-- TASK MATERIAL follows --
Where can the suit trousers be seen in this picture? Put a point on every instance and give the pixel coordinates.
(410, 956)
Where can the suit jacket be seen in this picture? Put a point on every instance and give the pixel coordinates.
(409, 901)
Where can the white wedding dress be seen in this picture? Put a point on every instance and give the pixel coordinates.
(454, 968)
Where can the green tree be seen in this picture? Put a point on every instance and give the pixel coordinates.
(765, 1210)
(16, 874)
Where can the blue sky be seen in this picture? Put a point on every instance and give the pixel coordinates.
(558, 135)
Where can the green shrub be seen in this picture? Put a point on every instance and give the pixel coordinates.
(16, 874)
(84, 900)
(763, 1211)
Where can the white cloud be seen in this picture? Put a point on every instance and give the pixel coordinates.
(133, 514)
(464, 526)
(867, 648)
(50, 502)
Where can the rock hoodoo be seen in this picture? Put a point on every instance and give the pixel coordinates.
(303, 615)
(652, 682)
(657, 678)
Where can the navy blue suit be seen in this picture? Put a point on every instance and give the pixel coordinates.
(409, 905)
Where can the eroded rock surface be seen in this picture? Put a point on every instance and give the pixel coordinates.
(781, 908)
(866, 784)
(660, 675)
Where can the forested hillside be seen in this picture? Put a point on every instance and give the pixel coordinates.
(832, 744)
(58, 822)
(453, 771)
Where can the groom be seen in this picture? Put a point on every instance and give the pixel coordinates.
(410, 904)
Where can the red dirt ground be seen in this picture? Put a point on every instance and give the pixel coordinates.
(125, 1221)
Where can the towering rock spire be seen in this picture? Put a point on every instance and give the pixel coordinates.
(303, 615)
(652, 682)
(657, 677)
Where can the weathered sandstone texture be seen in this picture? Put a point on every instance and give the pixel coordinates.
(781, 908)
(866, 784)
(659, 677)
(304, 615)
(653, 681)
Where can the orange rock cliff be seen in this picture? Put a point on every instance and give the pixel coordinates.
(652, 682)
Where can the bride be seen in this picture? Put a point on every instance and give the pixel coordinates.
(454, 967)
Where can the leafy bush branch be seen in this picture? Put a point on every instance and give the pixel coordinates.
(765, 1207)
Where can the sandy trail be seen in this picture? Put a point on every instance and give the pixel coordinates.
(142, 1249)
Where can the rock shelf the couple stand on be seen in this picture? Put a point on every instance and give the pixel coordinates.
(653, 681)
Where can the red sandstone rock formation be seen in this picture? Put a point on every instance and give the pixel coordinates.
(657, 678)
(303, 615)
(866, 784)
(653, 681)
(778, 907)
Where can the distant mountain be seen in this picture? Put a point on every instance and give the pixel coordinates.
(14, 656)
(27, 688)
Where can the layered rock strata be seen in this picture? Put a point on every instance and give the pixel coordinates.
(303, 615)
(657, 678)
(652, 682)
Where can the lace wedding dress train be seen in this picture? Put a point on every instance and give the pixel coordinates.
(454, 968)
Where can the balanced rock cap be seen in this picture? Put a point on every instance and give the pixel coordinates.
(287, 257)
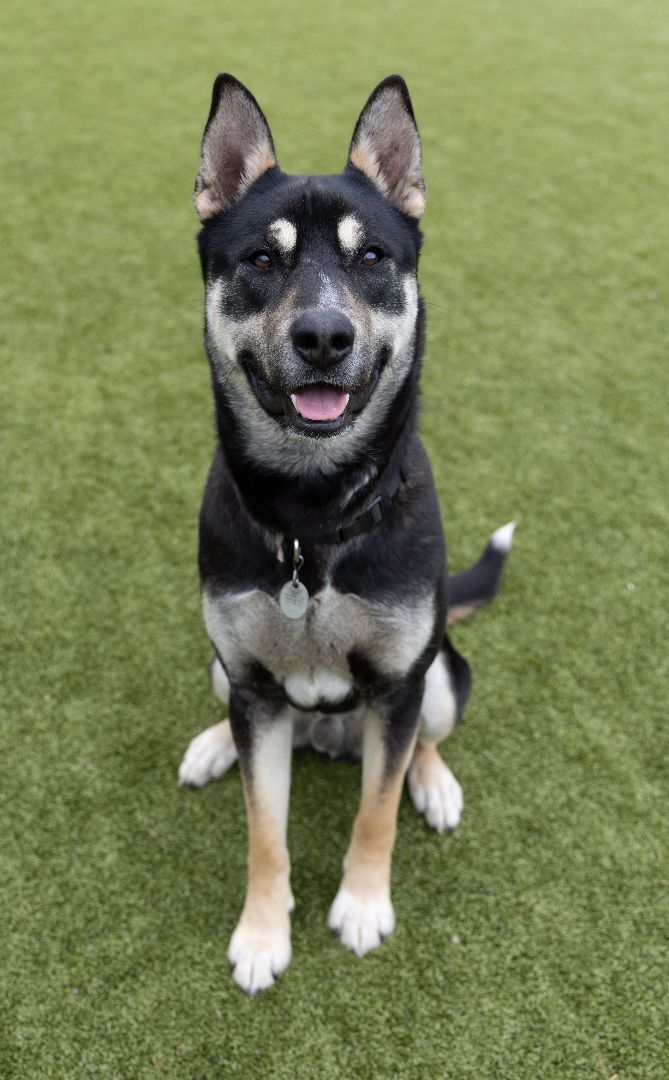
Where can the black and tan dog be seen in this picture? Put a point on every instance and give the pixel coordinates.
(322, 559)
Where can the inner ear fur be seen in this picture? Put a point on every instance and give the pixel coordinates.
(237, 148)
(386, 147)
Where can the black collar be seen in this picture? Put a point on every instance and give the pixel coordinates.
(375, 512)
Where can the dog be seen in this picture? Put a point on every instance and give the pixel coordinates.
(322, 558)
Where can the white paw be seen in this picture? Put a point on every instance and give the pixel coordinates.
(435, 792)
(209, 755)
(361, 925)
(258, 955)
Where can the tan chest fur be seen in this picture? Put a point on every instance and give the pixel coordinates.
(308, 656)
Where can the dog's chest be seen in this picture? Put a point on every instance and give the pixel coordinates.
(308, 657)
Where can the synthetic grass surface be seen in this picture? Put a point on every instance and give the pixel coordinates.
(533, 942)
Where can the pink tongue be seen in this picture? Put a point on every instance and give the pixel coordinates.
(321, 403)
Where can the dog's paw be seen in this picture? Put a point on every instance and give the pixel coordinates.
(361, 925)
(209, 755)
(259, 954)
(435, 791)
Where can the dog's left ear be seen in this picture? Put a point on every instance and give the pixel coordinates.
(386, 147)
(237, 148)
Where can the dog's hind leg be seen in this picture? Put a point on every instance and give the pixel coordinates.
(261, 946)
(362, 910)
(435, 791)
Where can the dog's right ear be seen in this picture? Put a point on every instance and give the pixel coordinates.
(237, 148)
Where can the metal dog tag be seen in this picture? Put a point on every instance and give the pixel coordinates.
(294, 599)
(294, 596)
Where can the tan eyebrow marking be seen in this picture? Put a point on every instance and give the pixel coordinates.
(284, 234)
(349, 233)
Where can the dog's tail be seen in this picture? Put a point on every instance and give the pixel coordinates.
(473, 588)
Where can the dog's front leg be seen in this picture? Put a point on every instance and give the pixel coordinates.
(261, 946)
(362, 910)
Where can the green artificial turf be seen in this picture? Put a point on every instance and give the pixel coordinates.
(534, 941)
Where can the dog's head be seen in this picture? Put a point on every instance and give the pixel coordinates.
(311, 296)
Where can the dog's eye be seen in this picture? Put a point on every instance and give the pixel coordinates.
(262, 260)
(371, 257)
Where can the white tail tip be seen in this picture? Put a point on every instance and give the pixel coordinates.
(503, 538)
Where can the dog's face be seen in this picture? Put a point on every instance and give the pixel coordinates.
(311, 293)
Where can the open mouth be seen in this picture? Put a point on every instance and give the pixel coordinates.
(316, 408)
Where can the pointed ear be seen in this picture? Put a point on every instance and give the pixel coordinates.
(237, 148)
(386, 147)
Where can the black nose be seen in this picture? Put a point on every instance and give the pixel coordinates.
(322, 337)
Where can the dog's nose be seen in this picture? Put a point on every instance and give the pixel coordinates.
(322, 337)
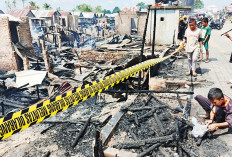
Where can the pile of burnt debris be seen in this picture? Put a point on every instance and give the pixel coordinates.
(56, 68)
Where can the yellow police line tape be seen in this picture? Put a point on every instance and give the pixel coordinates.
(18, 121)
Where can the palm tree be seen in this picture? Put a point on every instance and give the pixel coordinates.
(32, 3)
(24, 2)
(47, 6)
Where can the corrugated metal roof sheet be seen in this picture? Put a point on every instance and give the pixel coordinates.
(11, 18)
(45, 13)
(64, 13)
(88, 14)
(30, 7)
(19, 13)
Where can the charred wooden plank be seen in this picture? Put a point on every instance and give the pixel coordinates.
(139, 143)
(82, 132)
(160, 125)
(108, 130)
(180, 102)
(147, 151)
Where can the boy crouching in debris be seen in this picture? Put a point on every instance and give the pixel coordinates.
(217, 107)
(192, 38)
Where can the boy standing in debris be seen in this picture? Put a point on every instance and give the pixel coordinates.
(206, 32)
(192, 39)
(217, 107)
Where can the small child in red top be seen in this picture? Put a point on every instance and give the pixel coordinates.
(217, 107)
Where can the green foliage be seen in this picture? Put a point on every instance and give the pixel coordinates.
(10, 4)
(116, 9)
(47, 6)
(84, 8)
(98, 9)
(58, 9)
(106, 11)
(141, 5)
(198, 4)
(23, 1)
(33, 4)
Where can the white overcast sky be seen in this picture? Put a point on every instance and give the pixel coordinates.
(68, 5)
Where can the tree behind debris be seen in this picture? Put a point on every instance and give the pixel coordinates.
(23, 1)
(58, 9)
(84, 8)
(33, 4)
(106, 11)
(141, 5)
(47, 6)
(198, 4)
(98, 9)
(116, 9)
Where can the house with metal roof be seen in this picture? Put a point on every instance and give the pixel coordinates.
(51, 17)
(21, 13)
(87, 18)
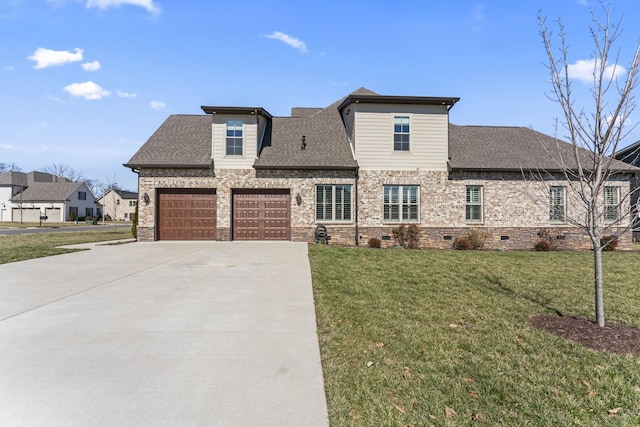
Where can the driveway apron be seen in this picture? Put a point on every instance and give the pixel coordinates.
(161, 334)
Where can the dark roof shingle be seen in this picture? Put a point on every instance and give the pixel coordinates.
(327, 145)
(181, 141)
(503, 148)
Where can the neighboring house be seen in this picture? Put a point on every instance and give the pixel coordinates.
(361, 167)
(27, 196)
(119, 204)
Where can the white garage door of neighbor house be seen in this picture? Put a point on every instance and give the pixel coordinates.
(28, 214)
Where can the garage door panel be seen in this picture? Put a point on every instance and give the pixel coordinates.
(262, 215)
(187, 216)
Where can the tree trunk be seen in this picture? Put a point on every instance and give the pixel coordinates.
(597, 269)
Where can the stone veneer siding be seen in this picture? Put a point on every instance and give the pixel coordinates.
(508, 202)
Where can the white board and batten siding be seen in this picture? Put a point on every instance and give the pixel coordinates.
(251, 132)
(373, 137)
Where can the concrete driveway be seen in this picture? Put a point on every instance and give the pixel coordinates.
(161, 334)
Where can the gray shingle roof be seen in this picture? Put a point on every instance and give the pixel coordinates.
(12, 178)
(327, 145)
(124, 194)
(181, 141)
(47, 192)
(501, 148)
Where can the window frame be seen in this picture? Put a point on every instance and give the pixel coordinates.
(406, 203)
(333, 209)
(553, 206)
(470, 203)
(612, 206)
(399, 134)
(236, 127)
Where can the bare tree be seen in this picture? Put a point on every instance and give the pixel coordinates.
(594, 135)
(9, 167)
(65, 171)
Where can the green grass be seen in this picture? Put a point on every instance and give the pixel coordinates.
(447, 331)
(21, 247)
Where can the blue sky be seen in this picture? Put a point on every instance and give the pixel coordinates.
(86, 82)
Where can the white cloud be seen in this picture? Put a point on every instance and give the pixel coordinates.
(583, 70)
(128, 95)
(157, 105)
(91, 66)
(87, 90)
(53, 98)
(104, 4)
(291, 41)
(49, 58)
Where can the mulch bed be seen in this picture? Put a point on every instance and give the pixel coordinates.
(612, 337)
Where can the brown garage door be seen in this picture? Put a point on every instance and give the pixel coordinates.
(261, 215)
(186, 215)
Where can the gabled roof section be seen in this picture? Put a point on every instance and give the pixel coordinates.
(326, 143)
(630, 154)
(304, 111)
(47, 192)
(182, 141)
(124, 194)
(502, 148)
(12, 178)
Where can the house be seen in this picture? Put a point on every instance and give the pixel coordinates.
(119, 204)
(25, 197)
(631, 155)
(361, 166)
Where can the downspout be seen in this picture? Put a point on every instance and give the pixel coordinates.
(356, 206)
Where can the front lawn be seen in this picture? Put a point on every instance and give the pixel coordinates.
(416, 338)
(20, 247)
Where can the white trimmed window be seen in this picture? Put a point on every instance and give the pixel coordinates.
(557, 204)
(401, 133)
(611, 204)
(473, 207)
(401, 203)
(234, 138)
(333, 202)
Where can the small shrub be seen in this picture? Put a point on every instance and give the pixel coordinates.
(412, 237)
(543, 245)
(407, 237)
(609, 243)
(477, 238)
(462, 243)
(375, 243)
(398, 234)
(547, 242)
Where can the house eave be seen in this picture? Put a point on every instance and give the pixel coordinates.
(402, 100)
(236, 110)
(300, 167)
(138, 166)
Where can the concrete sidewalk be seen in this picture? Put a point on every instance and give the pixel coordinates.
(161, 334)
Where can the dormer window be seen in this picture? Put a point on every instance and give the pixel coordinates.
(401, 133)
(234, 138)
-- TASK MATERIAL concluded --
## WORK TO COMPLETE
All lines from the one with "Where can the front" through the final line of the listing above are to be restated word for word; the lines before it are left out.

## RESPONSE AREA
Where can the front lawn be seen in this picture? Put a point on every instance and give the pixel coordinates.
(416, 338)
(20, 247)
Where can the white trimmed window be seen in this picture? Put a point on every instance and give the pixel coordinates.
(557, 204)
(401, 133)
(611, 204)
(473, 207)
(401, 203)
(234, 138)
(333, 202)
Where can the small shrub be seen in this picture? Put a point on every instance and give the pixel coordinates.
(412, 237)
(543, 245)
(407, 237)
(609, 243)
(477, 238)
(462, 243)
(375, 243)
(398, 234)
(547, 242)
Where can the house eave be seen in this picture? Put a point on every instance and give the pixel coordinates.
(402, 100)
(236, 110)
(300, 167)
(138, 166)
Where can the concrete sidewalk be seen in this picture? Put a point on every instance and give the pixel coordinates.
(161, 334)
Where can the dormer window be seen in this picture? Put a point on every instance and give the pixel coordinates.
(401, 133)
(234, 138)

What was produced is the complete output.